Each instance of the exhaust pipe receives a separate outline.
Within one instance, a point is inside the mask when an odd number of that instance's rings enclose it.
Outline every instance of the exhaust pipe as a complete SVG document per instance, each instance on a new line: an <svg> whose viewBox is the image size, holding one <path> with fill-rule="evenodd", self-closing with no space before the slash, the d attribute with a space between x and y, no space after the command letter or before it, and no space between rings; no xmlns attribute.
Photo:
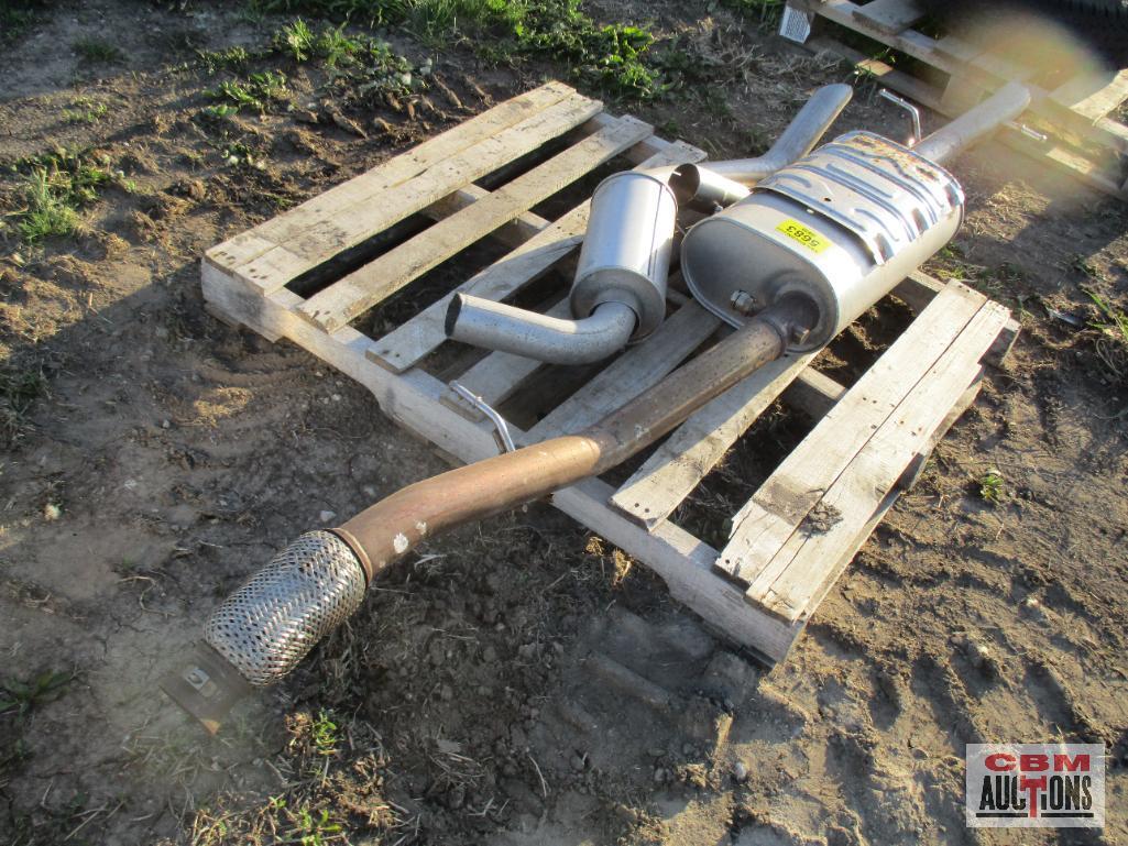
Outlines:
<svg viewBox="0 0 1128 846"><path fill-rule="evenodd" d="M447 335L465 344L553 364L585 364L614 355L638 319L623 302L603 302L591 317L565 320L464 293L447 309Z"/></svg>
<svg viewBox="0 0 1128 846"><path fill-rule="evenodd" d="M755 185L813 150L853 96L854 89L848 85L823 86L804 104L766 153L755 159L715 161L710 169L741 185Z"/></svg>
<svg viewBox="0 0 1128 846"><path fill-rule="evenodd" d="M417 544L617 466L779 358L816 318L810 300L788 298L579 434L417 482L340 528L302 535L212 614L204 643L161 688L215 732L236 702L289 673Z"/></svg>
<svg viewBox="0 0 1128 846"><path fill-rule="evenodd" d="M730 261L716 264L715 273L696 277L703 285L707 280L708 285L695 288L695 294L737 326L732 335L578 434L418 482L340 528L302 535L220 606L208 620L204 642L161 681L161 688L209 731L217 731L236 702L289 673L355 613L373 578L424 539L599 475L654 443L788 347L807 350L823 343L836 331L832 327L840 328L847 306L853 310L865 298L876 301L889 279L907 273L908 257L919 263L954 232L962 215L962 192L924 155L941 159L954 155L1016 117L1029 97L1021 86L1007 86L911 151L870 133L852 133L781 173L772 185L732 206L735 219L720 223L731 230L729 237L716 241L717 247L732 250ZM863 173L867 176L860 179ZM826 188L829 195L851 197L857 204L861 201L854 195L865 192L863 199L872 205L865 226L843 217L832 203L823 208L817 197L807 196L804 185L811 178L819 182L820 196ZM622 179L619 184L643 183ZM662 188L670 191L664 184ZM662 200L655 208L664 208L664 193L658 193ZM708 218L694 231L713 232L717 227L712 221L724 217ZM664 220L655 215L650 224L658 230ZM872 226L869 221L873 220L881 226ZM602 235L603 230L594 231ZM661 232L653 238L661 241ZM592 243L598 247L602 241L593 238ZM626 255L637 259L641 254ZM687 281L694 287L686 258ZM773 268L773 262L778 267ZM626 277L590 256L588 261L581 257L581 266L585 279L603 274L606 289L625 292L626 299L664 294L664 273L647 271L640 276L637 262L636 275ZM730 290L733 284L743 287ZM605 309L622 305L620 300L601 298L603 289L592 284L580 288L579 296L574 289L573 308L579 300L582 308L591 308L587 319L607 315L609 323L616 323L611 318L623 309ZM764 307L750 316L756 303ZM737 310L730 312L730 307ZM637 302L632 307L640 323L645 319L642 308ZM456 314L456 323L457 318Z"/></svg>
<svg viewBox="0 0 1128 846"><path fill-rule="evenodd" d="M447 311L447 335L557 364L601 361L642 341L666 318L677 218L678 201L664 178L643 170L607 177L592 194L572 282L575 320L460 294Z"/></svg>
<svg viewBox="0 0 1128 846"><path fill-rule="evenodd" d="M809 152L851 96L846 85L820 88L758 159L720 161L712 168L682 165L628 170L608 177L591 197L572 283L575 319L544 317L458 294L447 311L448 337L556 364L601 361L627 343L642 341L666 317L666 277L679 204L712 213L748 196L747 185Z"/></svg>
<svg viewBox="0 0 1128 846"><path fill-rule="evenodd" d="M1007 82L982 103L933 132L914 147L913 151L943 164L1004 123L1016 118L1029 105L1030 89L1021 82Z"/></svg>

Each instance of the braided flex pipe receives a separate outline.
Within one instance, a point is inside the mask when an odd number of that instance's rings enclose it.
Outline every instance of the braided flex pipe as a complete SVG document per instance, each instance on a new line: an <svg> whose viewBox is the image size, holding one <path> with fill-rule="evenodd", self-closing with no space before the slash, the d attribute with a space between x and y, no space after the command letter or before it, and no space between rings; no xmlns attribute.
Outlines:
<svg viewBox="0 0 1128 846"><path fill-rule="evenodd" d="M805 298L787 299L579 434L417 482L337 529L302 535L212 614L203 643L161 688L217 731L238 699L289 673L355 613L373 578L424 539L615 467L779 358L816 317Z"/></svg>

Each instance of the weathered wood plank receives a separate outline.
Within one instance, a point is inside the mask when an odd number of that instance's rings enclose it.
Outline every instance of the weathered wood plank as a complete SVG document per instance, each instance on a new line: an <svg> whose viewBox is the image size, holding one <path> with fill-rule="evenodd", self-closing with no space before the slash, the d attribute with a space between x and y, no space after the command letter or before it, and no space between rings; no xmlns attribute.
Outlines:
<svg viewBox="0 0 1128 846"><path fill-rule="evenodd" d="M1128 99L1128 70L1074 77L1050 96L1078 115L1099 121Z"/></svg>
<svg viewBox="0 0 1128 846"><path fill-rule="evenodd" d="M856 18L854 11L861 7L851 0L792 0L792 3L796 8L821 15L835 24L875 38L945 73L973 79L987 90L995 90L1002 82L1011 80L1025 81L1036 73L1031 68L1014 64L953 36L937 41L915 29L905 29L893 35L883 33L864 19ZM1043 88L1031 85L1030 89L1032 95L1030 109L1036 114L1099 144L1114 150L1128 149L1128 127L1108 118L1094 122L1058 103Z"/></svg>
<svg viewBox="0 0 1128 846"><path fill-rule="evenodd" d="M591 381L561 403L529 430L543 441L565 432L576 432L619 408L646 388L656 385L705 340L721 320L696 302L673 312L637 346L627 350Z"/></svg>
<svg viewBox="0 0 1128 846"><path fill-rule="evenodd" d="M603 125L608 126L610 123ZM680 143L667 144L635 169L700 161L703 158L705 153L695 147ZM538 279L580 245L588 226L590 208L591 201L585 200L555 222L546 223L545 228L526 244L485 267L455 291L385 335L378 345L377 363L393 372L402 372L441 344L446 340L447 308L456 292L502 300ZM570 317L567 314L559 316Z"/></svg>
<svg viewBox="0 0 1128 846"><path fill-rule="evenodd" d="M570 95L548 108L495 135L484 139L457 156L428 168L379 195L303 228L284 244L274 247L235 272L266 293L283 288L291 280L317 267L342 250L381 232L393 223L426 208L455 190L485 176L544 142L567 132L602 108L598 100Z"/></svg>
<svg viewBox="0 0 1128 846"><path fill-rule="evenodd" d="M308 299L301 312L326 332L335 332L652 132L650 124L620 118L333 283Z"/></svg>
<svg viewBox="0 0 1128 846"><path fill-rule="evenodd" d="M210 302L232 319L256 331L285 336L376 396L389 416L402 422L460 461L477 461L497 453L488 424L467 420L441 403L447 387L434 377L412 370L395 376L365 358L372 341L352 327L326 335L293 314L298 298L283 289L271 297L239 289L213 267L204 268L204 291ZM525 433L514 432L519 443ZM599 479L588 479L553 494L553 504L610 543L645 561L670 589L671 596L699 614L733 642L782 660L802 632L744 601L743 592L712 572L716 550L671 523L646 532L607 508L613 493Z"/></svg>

SHORT PROBLEM
Swap "exhaust pipe" for "tailpipe" in the stretch from the first of the lines through the line containing "335L465 344L553 364L585", both ends included, and write out only those lines with everything else unchanged and the pictures left out.

FULL ANSWER
Each instance of the tailpipe receives a separate outline.
Within one instance, a point is inside the mask when an odd number of that instance's rings enclose it.
Outline every instance of the tailpipe as a complete SVG document per instance, each instance on a new line: an <svg> whose viewBox is the image size, holding one <path> with fill-rule="evenodd", self-closing with no space before the slash, the d attribute with a space between x and y, no space after the command letter or before it, and no space between rings; no xmlns attribute.
Photo:
Outlines:
<svg viewBox="0 0 1128 846"><path fill-rule="evenodd" d="M447 335L465 344L553 364L585 364L614 355L638 319L623 302L603 302L591 317L565 320L464 293L447 309Z"/></svg>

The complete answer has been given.